• Exercise goal:
Output, please, every line from the line that holds "of the gold" to the end, exactly as written.

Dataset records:
☆ ☆ ☆ ☆ ☆

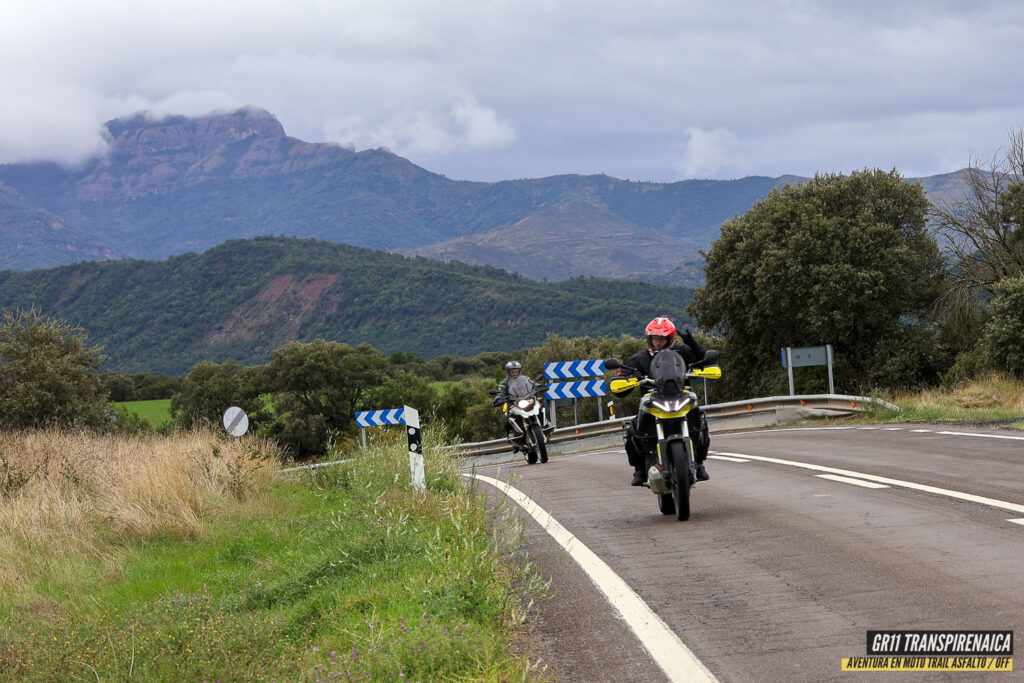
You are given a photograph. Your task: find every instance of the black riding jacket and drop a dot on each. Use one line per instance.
(639, 364)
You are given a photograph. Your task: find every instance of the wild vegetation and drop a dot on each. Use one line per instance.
(193, 557)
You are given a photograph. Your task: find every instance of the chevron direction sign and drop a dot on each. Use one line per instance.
(377, 418)
(576, 389)
(571, 369)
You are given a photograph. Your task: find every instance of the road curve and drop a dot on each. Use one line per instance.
(780, 571)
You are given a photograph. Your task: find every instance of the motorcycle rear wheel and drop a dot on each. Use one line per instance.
(538, 433)
(680, 479)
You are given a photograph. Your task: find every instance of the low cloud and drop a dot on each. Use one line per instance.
(709, 152)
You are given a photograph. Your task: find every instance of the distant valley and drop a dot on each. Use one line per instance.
(243, 299)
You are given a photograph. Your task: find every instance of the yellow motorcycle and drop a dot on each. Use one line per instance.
(672, 470)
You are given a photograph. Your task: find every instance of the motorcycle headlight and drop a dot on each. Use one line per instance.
(671, 404)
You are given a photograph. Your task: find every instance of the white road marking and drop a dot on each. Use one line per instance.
(1015, 438)
(675, 658)
(995, 503)
(856, 482)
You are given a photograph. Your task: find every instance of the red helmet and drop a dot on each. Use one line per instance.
(659, 327)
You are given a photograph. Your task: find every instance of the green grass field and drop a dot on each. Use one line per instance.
(336, 572)
(157, 412)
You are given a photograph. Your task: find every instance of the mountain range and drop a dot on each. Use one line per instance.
(245, 298)
(177, 184)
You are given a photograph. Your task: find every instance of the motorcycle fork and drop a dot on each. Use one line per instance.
(662, 441)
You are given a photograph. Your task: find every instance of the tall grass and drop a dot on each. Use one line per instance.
(193, 557)
(990, 397)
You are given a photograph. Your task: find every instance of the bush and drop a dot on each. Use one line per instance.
(48, 376)
(1004, 340)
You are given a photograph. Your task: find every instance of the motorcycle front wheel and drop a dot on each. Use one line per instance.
(680, 479)
(538, 434)
(666, 504)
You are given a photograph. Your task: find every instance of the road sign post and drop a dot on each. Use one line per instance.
(396, 416)
(412, 417)
(581, 389)
(807, 356)
(236, 421)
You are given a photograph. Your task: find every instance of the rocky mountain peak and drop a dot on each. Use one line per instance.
(141, 134)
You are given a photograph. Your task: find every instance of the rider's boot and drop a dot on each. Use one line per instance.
(639, 476)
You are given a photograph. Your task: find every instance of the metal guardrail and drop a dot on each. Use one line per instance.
(721, 417)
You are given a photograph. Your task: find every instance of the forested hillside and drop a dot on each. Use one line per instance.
(245, 298)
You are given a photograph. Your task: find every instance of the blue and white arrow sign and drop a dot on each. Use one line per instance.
(576, 389)
(569, 369)
(377, 418)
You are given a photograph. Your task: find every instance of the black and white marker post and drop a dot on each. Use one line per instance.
(412, 418)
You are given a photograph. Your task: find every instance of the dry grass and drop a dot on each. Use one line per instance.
(65, 494)
(990, 397)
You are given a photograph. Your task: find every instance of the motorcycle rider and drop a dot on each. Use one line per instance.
(521, 385)
(660, 334)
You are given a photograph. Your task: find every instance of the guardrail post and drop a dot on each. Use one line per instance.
(788, 367)
(832, 387)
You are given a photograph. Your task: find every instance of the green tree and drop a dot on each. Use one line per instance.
(983, 233)
(845, 260)
(48, 375)
(317, 388)
(1004, 340)
(209, 389)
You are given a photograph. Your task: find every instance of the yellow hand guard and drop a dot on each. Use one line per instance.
(621, 385)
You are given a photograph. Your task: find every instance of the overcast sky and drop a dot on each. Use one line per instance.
(500, 89)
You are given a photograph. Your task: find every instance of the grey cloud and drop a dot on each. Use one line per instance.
(654, 89)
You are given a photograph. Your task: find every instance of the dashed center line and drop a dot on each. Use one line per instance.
(856, 482)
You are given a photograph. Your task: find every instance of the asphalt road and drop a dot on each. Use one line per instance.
(780, 572)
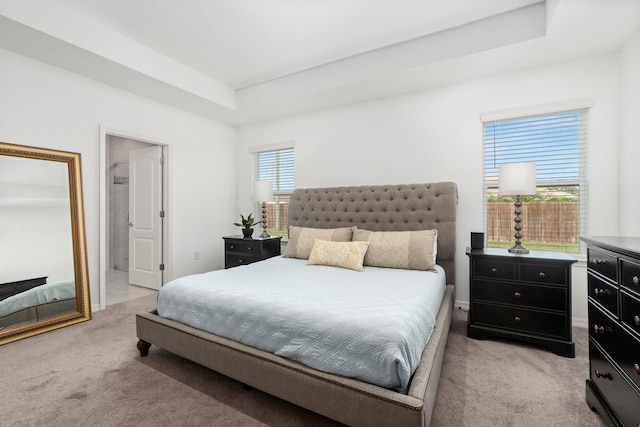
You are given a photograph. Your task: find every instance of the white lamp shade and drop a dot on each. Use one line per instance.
(262, 191)
(517, 179)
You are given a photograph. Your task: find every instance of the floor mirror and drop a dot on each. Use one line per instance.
(44, 281)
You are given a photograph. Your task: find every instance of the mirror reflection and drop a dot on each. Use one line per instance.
(43, 279)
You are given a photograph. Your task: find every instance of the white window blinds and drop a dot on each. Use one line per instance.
(278, 167)
(555, 217)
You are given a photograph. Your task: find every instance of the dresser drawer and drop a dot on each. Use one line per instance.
(547, 274)
(604, 293)
(620, 395)
(630, 313)
(247, 247)
(620, 344)
(521, 319)
(494, 269)
(602, 263)
(630, 276)
(549, 297)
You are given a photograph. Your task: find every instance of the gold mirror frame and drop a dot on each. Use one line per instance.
(81, 274)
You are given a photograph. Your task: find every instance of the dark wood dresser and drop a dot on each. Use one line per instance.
(521, 296)
(613, 277)
(241, 251)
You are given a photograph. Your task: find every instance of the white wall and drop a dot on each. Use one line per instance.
(45, 106)
(437, 136)
(628, 190)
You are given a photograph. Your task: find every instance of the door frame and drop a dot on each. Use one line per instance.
(104, 215)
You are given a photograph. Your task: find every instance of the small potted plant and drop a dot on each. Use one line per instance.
(246, 224)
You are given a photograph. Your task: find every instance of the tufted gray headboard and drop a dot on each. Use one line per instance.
(384, 208)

☆ ☆ ☆ ☆ ☆

• Answer:
You are given a photograph. Your task: find every instance of the gold mirror frame and drop a dot on each. Use one line per instance.
(81, 274)
You are given a photograph. Your task: find every instance of the dark wood dresser and drop a dot on each. Use one line per instance.
(521, 296)
(613, 277)
(241, 251)
You are given a photograph. Your task: find every instance of the white wall and drop a dot on each. Use one line per instance.
(45, 106)
(437, 136)
(628, 190)
You are given a photograph. Your task: find every instance of the door frame and drop a dot on each. Use one line per instance.
(104, 215)
You are given a photograph. Your task: find every instance of the small potted plant and drop a dot on each. Use one line per instance.
(246, 224)
You are given a photograph. Your task: find every instance of the tufted gray headboard and drop a dot on each. Use one line per instance.
(384, 208)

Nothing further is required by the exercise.